- _TASK DESCRIPTION_
Could you arrange everything in the material below, from the line containing "Shot-chart prep: mark the beige" down to the line containing "column 337, row 346", both lines included, as a numbered list with blank lines left out?
+++++
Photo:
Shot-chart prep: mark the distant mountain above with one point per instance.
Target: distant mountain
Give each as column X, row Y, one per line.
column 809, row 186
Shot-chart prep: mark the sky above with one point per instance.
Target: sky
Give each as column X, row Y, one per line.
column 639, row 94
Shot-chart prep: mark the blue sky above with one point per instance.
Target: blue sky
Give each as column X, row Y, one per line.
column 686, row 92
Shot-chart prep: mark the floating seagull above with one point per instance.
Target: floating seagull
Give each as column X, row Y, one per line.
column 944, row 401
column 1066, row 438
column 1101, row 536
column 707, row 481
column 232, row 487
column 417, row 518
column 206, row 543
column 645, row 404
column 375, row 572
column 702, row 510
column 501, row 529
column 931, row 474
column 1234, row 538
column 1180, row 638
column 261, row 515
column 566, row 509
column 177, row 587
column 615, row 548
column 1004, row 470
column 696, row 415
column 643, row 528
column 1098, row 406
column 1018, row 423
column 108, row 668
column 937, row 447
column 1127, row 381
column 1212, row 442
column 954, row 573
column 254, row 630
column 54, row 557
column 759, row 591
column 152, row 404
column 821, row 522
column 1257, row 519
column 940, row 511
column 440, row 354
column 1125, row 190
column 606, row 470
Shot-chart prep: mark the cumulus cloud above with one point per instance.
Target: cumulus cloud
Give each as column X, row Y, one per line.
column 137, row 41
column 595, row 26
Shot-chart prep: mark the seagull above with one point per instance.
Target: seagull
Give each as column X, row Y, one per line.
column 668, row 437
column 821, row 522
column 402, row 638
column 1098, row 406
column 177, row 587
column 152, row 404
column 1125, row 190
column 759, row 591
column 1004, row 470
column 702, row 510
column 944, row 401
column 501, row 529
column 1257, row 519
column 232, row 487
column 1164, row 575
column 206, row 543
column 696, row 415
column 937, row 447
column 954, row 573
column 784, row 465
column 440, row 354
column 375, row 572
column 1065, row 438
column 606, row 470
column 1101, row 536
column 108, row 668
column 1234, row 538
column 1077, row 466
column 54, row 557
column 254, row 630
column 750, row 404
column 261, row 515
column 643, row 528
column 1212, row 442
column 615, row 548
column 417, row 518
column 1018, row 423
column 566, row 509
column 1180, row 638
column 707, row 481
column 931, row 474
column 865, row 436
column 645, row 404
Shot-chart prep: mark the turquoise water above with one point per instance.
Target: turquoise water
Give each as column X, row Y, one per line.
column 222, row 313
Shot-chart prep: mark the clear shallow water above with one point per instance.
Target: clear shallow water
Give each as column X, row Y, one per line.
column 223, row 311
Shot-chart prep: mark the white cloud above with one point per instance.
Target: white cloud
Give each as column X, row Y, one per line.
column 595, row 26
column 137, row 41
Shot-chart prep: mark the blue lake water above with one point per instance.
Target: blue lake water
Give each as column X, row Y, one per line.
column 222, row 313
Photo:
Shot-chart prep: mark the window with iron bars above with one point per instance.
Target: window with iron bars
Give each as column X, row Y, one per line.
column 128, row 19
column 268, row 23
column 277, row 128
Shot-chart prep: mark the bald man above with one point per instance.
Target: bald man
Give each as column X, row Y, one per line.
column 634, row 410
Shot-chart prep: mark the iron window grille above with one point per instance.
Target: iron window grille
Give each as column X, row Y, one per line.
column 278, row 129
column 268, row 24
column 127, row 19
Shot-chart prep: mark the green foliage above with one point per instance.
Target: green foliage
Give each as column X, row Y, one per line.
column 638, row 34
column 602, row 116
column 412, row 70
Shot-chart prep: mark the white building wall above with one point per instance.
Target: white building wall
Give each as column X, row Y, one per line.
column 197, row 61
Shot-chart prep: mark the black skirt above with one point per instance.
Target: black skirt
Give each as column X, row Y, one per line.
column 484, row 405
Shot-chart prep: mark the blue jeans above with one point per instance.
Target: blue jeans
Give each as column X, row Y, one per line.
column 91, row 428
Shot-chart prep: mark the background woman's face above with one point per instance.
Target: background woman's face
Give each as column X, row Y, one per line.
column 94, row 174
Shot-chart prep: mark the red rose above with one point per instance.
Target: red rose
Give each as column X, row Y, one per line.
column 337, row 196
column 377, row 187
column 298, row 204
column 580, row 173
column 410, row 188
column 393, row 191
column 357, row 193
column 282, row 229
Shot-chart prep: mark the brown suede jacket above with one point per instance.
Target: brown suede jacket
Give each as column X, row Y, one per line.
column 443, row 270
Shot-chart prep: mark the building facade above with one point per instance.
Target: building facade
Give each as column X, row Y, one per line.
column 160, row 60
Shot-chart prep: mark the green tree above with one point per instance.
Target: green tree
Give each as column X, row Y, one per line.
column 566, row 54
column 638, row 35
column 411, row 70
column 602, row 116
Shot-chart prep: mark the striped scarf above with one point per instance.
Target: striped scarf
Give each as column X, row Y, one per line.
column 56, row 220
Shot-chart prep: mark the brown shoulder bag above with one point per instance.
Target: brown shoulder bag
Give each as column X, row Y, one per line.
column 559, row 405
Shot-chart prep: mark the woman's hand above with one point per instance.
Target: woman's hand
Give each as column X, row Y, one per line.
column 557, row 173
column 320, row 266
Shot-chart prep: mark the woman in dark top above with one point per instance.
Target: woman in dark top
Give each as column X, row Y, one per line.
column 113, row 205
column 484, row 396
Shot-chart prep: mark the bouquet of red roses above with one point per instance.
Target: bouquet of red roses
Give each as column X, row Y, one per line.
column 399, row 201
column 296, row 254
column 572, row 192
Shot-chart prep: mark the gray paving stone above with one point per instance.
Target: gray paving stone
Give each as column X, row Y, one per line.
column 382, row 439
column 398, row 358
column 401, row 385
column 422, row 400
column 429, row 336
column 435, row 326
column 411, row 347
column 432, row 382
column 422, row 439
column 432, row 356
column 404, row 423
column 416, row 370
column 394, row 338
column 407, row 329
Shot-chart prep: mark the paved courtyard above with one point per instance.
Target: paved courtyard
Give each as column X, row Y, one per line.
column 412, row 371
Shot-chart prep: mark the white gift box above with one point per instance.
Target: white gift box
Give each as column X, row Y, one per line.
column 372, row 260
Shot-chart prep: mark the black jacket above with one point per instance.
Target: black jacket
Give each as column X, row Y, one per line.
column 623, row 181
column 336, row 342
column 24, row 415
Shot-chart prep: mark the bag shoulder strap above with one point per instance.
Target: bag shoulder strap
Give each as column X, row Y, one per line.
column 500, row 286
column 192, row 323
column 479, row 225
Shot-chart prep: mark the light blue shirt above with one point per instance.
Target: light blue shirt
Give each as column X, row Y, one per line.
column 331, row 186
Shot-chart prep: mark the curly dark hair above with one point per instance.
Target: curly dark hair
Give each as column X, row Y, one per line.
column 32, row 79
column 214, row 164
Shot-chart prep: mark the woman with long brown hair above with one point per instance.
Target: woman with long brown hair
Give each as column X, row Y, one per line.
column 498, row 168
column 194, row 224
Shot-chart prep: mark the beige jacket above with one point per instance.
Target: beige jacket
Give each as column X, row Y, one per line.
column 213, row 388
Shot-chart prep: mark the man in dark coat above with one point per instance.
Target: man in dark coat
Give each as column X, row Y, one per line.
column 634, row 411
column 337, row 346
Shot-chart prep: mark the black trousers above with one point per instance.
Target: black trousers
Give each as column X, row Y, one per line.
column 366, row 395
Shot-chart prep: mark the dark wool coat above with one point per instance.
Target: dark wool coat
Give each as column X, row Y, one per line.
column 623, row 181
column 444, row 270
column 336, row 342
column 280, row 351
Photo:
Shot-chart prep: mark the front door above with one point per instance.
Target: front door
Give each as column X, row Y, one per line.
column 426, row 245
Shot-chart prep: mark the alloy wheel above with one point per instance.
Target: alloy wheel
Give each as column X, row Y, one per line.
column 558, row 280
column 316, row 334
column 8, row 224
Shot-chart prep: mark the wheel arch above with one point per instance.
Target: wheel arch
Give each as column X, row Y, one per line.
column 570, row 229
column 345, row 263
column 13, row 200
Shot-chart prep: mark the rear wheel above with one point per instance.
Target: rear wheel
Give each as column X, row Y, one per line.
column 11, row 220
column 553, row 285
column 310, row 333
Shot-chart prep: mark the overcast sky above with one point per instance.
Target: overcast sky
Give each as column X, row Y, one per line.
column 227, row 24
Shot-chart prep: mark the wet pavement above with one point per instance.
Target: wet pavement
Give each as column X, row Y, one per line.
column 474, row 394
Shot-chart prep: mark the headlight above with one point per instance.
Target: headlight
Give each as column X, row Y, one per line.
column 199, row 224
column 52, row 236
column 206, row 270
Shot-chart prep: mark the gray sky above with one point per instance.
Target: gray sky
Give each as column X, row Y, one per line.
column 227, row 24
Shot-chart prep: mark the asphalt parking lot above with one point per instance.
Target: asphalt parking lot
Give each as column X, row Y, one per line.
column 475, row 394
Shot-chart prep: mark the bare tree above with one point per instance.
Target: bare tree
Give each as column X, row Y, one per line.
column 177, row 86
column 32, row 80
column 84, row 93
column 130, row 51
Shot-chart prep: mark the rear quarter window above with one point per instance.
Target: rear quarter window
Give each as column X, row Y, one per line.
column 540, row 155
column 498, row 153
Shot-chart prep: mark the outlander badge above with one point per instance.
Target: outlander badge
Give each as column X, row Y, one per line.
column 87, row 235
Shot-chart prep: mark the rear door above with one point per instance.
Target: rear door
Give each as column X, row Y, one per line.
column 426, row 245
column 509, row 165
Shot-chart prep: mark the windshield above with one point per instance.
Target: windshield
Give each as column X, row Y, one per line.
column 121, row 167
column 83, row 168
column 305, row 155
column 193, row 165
+++++
- _ANSWER BELOW_
1. Shot-chart prep: mark the beige jacket above with one point per instance.
2. Target: beige jacket
3. Give each as column X, row Y, one per line.
4. column 213, row 388
5. Shot-chart prep: mark the man in dark coat above with one point per instance.
6. Target: man in dark coat
7. Give each as column X, row Y, one per line.
8. column 634, row 411
9. column 337, row 346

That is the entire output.